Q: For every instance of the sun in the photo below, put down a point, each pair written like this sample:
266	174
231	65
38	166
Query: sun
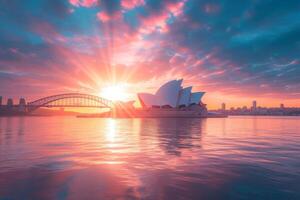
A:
116	92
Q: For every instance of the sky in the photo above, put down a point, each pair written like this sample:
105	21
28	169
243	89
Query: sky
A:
235	51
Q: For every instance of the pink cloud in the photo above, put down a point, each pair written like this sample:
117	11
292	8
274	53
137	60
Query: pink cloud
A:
104	16
84	3
129	4
211	8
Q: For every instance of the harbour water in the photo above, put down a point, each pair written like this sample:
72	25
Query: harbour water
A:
94	158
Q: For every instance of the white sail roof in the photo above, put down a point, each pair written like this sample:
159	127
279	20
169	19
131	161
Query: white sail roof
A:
184	96
172	94
196	97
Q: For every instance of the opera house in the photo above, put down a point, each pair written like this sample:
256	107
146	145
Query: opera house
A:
171	95
170	100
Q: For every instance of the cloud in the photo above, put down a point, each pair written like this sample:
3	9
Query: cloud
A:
217	46
84	3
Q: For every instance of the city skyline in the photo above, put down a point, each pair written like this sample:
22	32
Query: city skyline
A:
233	53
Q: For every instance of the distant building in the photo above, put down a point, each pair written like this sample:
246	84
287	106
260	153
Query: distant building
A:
254	105
10	102
223	107
172	95
22	105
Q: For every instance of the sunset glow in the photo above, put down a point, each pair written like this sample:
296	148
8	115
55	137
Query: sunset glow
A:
89	44
115	92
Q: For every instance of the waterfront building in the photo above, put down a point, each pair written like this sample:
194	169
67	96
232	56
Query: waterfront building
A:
254	105
10	102
171	95
223	107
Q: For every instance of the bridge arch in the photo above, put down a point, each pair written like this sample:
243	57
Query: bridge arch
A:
88	101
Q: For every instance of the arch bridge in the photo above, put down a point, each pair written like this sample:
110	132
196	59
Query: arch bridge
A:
70	100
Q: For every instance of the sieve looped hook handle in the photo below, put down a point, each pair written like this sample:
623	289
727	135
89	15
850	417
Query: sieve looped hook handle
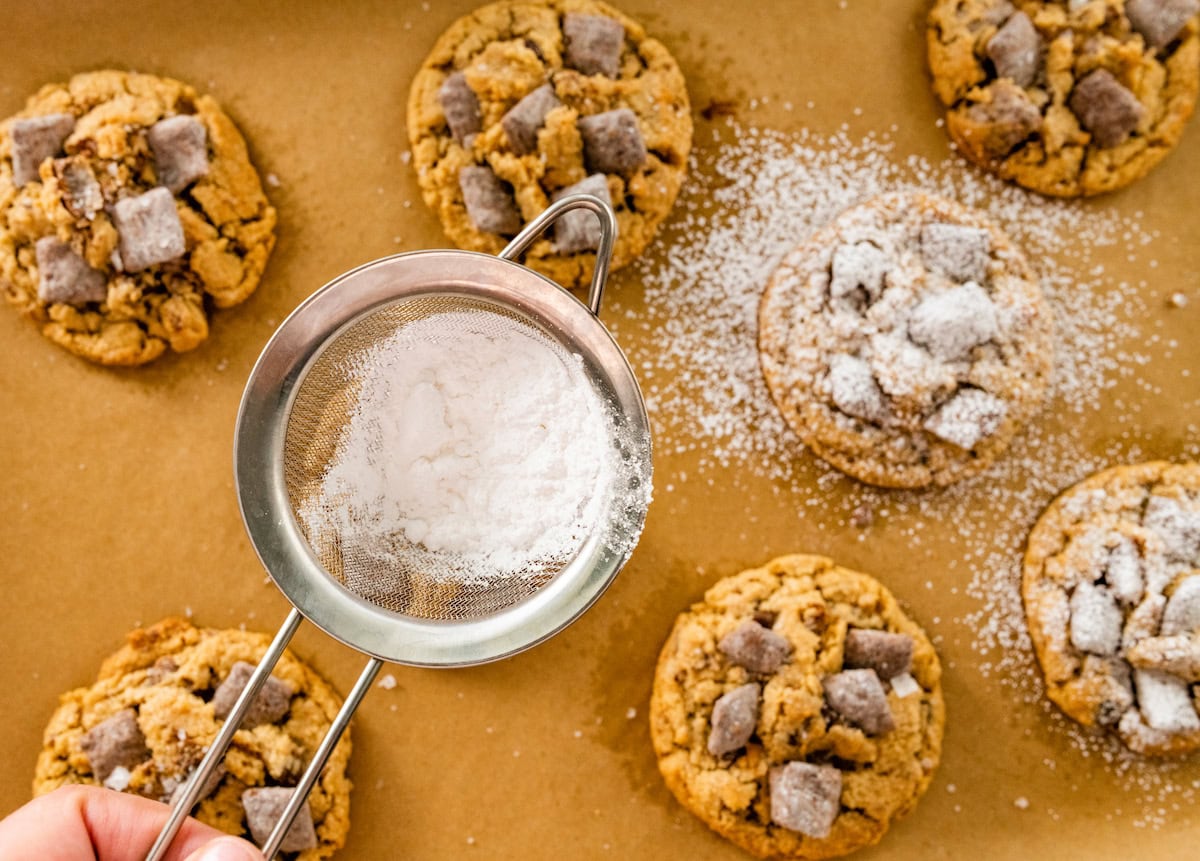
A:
534	229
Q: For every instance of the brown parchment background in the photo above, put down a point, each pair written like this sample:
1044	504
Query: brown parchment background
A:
117	499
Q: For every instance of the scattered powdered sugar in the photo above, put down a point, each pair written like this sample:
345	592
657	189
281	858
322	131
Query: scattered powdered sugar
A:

> **The request**:
Do not include the images; transcribe the rest of the listing exactly.

> **Reply**:
Q: For every instance of the sun in the photo below, put down a point, each pair written like this sample:
266	174
231	65
38	166
Query: sun
A:
116	92
Q: For every instance of the sky in the photo above, put down a point, each pair written like this sample:
105	21
28	169
243	89
Query: sky
A:
235	51
Q: For every instance of the pink cloud in the photo above, put down a point, each pair written like this sample:
117	11
292	8
274	53
137	60
Query: pink cloud
A:
104	16
84	3
129	4
211	8
Q: For every instance of the harbour water in the photo above, put down a point, each pair written like this sample:
72	25
Query: harbour water
A:
94	158
Q: For every instance of the white sail roof in the photo above, put down a point, each pair written like this sample:
159	127
279	20
169	19
131	161
Query: white sail roof
A:
184	96
172	94
196	97
Q: For every instance of the opera house in the photo above, put down a point, each pair written like this sample:
256	107
146	145
Query: opera house
A:
171	95
170	100
Q: For every instance of the cloud in the photo above, put down a point, each pair written like this sample:
3	9
Query: cloud
A:
217	46
84	3
Q: For every instance of the city skyline in the photo above, put down a point, each pair written like this sample:
22	32
Query: city skyline
A:
233	53
Q: For every instance of the distant building in the photo above, put down a point, each pair written like this sample:
246	84
287	106
260	153
Query: distant building
A:
254	105
10	102
223	107
172	95
22	105
Q: For every instance of the sunset glow in the photo above, put down a point, each pair written like this sample:
296	148
8	115
55	137
Query: sunset glow
A:
89	44
115	92
Q: For every instance of the waterfront building in the photo above, put down a point, each pair written like this sample:
194	169
67	96
232	56
Query: waterfront building
A:
254	105
10	102
171	95
223	107
Q: For every instance of the bridge arch in the photo above, put down a point, each pair written like this sample:
243	57
Query: bridge arch
A:
88	101
Q: For every instance of the arch bridge in the photo above, put down a point, each pair written like this sample:
110	132
196	59
Query: arch bridge
A:
70	100
Q: For every instance of the sieve looped hook handle in the photo below, put down a point, each pair written like this sample:
623	289
727	135
89	15
850	417
Query: sieve looped hook handle
A:
534	229
Q: For every instance of the brown parchment background in the photo above, put down a point, each pair written like this sample:
1044	504
Query: brown parchment background
A:
117	499
Q: For every instance of the scattered powdered sugar in the photo above, put down a point, each pair written like this sample:
345	592
657	189
281	858
322	131
Query: scattered powdered sugar
A:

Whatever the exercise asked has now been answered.